THE PROBLEM — Go over the data and work out how many lines include the word "animal". Give that number only.

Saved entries
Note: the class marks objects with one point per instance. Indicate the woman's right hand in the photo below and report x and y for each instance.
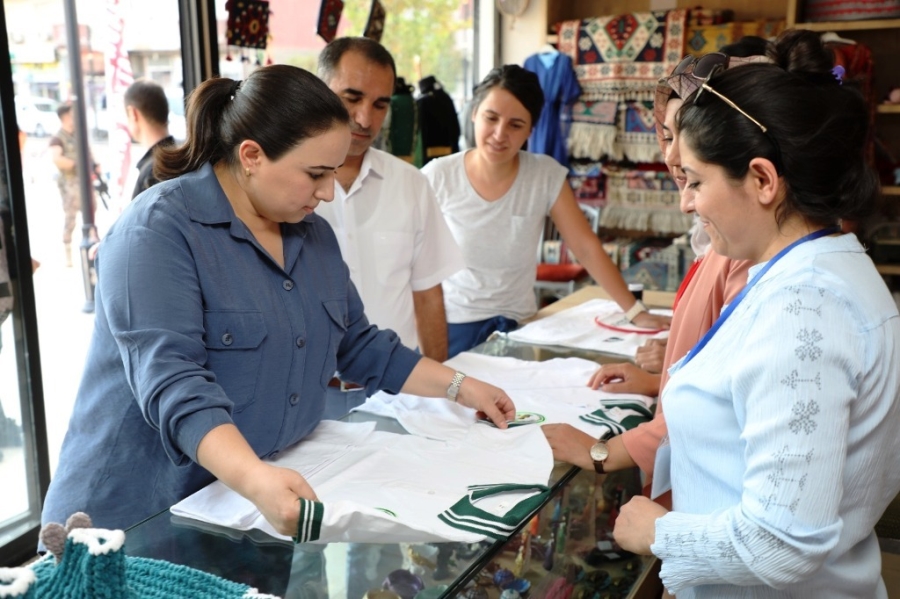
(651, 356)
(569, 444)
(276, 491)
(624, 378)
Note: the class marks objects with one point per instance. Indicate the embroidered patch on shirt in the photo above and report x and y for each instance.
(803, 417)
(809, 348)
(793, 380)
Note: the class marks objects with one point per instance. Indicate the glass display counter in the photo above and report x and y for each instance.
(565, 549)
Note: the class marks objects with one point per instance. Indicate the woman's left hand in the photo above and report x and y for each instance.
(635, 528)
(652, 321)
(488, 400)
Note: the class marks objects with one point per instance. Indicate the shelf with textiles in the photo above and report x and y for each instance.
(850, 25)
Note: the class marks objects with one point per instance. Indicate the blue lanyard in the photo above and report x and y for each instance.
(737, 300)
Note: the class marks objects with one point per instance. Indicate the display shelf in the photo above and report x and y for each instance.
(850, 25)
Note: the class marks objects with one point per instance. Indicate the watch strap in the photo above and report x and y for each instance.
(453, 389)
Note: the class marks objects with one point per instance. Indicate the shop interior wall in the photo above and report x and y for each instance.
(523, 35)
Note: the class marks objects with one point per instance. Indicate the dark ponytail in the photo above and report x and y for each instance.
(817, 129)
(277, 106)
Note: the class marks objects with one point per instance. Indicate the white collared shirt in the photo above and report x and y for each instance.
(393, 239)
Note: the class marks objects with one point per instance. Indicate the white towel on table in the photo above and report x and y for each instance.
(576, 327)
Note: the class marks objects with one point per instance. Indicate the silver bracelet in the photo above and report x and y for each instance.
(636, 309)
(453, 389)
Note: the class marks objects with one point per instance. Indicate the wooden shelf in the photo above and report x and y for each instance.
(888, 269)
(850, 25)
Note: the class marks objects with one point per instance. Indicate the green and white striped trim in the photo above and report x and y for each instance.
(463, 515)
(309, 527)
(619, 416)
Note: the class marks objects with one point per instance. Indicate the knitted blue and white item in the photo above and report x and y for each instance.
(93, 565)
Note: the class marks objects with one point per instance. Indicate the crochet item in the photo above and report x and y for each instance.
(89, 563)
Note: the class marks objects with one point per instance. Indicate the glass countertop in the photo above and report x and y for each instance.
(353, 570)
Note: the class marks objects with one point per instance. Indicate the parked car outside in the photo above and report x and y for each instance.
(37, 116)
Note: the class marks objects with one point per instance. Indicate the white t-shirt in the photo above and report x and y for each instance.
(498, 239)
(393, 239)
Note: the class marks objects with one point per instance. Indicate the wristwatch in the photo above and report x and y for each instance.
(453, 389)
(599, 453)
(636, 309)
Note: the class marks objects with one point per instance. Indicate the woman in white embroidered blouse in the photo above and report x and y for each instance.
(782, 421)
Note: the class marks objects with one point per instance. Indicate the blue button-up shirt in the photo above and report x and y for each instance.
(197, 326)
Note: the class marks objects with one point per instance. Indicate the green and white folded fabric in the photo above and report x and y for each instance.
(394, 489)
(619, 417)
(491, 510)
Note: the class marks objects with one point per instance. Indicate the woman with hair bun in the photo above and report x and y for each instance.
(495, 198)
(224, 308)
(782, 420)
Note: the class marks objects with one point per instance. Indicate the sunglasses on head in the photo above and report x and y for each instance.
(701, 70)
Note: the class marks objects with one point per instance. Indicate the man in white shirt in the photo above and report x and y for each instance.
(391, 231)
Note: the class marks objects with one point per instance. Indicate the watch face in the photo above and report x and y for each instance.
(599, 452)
--
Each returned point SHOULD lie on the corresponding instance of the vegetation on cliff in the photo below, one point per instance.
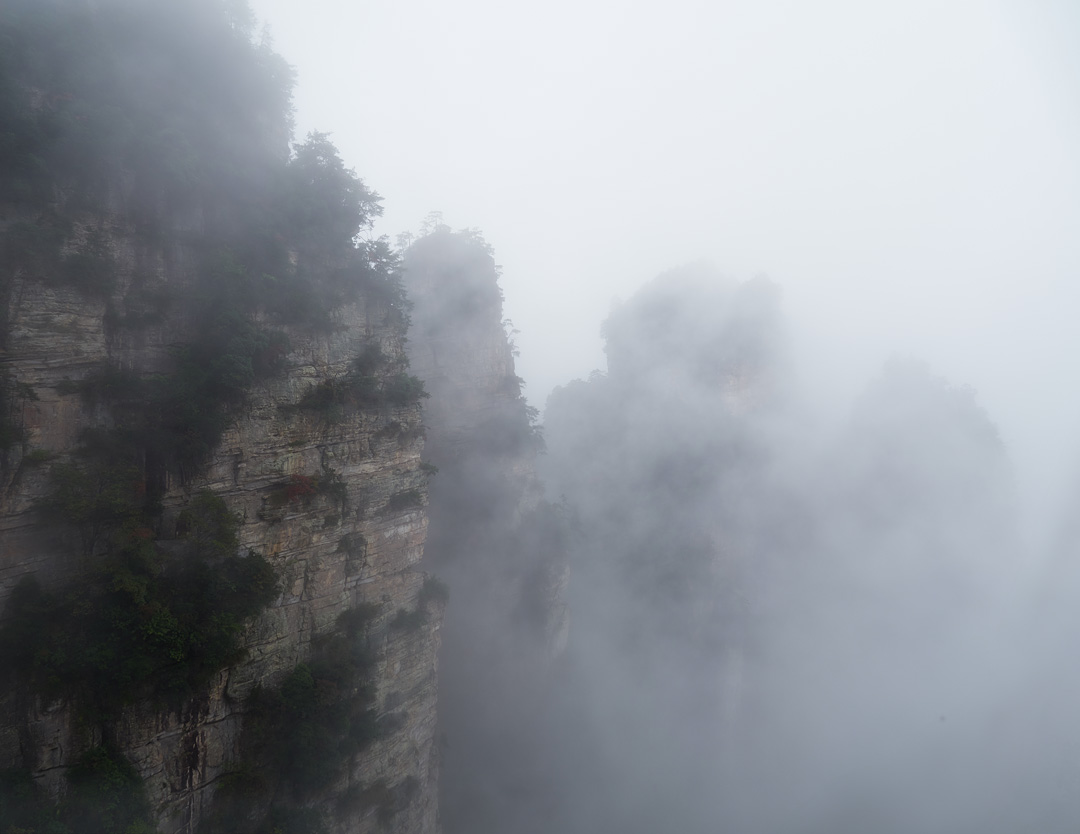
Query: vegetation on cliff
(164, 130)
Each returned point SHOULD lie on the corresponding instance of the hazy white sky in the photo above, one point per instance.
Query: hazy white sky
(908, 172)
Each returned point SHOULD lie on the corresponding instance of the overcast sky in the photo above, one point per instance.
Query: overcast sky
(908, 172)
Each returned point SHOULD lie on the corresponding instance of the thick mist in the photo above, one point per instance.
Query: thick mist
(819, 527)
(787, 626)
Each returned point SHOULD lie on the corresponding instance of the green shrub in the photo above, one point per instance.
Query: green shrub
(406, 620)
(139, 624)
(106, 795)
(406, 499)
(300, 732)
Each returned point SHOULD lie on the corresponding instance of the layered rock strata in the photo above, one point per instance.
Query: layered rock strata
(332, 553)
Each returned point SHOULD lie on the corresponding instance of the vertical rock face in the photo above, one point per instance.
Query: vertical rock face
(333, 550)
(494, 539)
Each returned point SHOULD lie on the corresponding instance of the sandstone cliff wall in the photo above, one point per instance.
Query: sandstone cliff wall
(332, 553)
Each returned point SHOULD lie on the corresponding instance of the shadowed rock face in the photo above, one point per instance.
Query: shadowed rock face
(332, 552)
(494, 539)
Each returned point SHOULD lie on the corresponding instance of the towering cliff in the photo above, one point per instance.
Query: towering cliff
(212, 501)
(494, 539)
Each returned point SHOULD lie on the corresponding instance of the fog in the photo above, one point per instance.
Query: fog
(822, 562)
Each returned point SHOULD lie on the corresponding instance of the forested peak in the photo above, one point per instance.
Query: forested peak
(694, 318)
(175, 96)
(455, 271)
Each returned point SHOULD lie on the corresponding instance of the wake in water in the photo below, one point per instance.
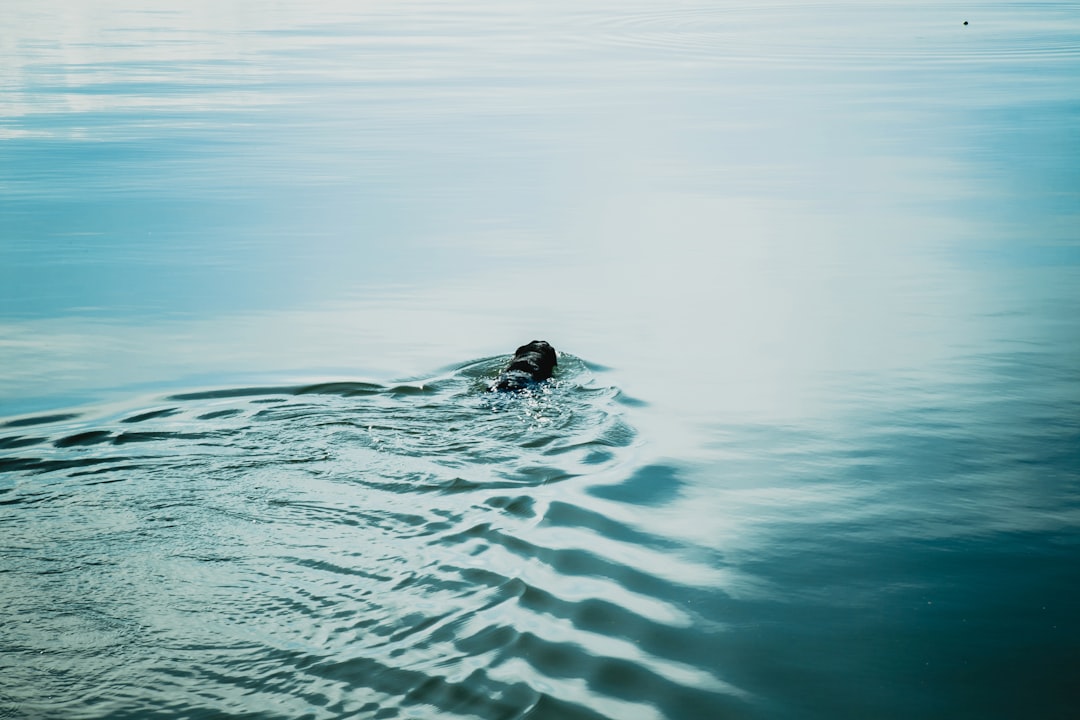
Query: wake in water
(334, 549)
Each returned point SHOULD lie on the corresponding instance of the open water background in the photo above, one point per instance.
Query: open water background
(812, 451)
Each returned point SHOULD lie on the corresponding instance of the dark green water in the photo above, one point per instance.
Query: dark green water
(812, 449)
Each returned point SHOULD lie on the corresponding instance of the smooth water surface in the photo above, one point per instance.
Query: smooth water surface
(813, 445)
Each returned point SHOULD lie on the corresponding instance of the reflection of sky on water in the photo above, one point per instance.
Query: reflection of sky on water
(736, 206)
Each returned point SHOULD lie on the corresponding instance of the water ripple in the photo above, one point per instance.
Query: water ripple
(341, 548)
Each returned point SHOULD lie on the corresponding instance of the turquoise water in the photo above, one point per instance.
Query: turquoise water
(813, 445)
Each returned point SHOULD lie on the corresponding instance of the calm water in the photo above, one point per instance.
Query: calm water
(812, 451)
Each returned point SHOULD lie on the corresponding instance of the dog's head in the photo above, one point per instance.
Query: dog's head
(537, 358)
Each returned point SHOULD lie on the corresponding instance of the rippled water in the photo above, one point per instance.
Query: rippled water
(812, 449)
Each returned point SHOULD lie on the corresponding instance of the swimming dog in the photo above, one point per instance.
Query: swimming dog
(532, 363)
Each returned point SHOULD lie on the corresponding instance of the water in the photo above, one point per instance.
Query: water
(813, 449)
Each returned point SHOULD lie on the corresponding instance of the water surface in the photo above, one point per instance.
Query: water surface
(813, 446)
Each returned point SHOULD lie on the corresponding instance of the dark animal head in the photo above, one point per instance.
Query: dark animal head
==
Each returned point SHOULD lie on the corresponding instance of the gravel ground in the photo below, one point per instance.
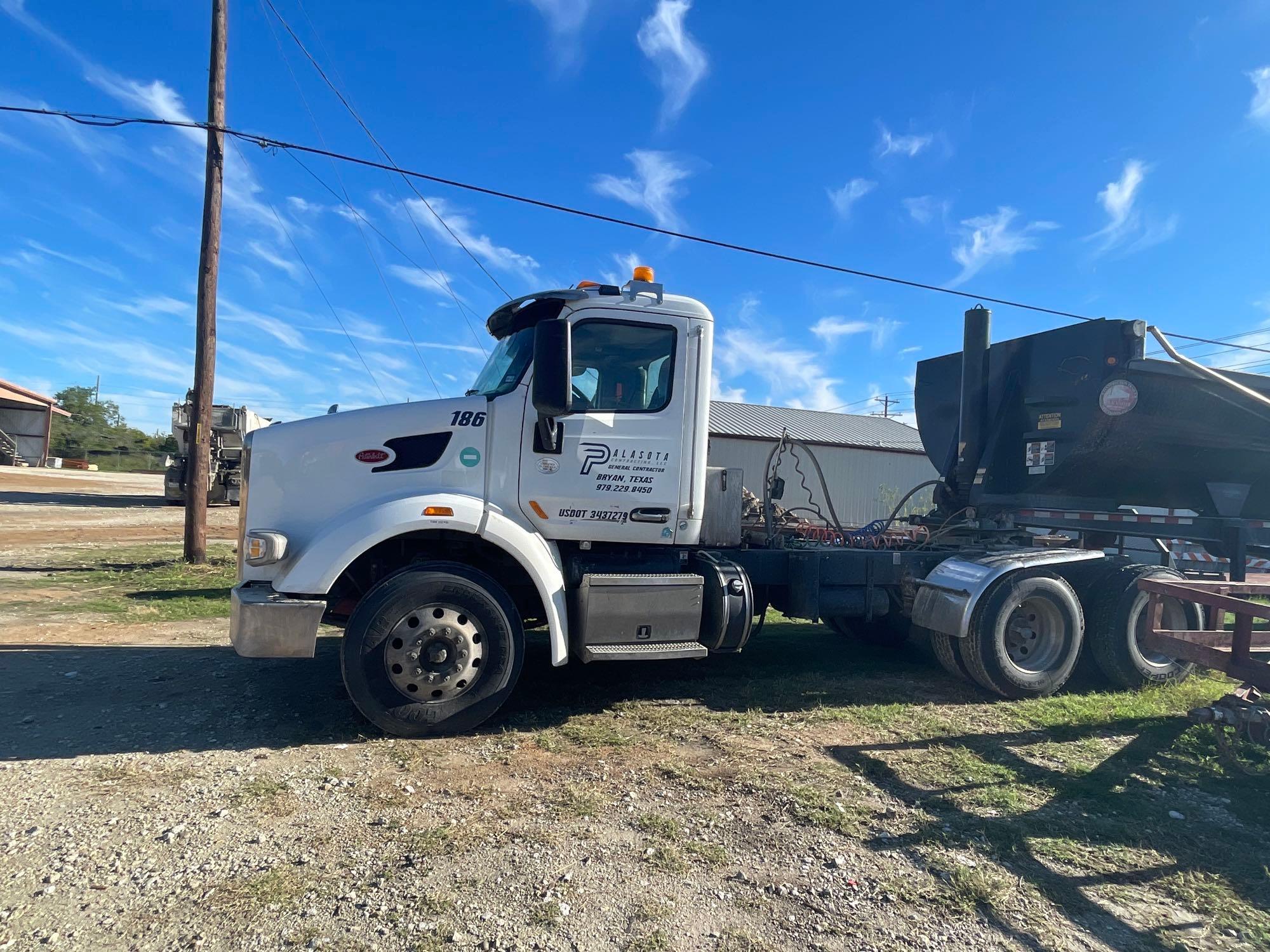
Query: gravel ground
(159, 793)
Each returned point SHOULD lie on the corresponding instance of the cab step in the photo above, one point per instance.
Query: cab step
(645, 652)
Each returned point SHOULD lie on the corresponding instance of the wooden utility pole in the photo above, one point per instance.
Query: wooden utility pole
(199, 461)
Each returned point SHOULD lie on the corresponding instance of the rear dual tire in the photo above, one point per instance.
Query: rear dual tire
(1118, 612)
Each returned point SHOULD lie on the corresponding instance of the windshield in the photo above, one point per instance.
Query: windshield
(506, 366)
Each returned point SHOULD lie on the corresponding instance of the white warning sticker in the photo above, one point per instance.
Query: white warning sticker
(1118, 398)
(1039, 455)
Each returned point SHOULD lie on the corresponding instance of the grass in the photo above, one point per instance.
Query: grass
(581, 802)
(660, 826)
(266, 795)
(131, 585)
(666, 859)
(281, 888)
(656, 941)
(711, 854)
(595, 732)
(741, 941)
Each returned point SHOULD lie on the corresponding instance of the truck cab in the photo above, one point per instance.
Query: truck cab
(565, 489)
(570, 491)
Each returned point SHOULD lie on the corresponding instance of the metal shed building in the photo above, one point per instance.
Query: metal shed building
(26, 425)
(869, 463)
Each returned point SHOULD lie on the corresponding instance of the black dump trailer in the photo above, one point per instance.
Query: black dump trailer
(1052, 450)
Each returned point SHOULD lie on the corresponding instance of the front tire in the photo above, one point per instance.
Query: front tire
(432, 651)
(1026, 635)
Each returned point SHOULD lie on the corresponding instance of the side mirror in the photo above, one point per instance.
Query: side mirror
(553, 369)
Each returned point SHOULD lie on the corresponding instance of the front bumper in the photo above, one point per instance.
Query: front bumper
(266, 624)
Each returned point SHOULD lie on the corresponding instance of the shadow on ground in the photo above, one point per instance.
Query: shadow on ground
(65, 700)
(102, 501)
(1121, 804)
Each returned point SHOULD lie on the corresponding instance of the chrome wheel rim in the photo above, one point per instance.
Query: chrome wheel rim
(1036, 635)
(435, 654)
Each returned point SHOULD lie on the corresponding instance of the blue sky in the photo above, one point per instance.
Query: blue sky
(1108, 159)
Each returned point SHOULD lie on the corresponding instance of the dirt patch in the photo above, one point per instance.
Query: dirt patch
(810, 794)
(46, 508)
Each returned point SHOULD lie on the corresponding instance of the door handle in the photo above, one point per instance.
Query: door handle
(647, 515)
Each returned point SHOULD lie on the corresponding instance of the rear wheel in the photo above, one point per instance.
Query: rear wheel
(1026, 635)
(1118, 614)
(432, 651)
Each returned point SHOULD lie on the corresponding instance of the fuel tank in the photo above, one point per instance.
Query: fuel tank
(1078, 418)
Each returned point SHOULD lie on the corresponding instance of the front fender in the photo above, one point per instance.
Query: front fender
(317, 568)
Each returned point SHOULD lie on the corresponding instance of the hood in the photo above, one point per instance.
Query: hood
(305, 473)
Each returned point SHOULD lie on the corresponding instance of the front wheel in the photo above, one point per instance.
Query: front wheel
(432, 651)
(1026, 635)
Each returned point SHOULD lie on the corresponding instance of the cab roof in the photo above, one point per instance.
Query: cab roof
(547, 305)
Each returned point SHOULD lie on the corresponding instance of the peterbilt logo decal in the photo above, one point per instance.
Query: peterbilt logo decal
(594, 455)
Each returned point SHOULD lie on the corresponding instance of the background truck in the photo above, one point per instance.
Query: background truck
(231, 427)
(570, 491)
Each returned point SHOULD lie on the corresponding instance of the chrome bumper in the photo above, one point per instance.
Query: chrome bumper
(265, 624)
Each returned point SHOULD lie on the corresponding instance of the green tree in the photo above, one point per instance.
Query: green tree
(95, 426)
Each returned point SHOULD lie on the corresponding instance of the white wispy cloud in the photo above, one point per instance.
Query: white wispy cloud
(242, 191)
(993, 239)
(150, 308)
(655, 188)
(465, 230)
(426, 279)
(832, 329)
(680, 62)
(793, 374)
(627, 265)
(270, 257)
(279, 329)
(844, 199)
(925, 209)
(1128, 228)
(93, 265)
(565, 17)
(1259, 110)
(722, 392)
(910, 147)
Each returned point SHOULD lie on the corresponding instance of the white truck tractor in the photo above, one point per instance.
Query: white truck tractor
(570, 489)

EXPECTED ANSWER — 2